(Saved entries)
▽

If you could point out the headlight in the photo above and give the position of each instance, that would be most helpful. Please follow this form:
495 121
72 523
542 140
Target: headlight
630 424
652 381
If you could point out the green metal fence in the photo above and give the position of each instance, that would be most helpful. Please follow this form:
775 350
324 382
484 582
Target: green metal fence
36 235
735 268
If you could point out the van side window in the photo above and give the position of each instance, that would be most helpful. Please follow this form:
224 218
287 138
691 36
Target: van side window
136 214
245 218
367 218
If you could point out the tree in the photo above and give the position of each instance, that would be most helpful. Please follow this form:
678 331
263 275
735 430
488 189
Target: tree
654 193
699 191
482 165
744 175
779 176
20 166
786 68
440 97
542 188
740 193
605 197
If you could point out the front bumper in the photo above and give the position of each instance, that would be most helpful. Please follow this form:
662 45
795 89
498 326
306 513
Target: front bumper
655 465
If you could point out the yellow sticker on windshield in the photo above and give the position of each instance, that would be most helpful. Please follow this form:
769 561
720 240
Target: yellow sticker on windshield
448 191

△
▽

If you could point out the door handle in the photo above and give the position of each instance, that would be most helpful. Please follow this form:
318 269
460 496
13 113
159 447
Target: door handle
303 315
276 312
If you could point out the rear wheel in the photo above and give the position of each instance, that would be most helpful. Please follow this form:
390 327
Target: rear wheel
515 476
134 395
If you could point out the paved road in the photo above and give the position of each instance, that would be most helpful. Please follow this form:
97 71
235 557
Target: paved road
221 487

△

Nothing but a number is needed: the count of lines above that contain "could".

9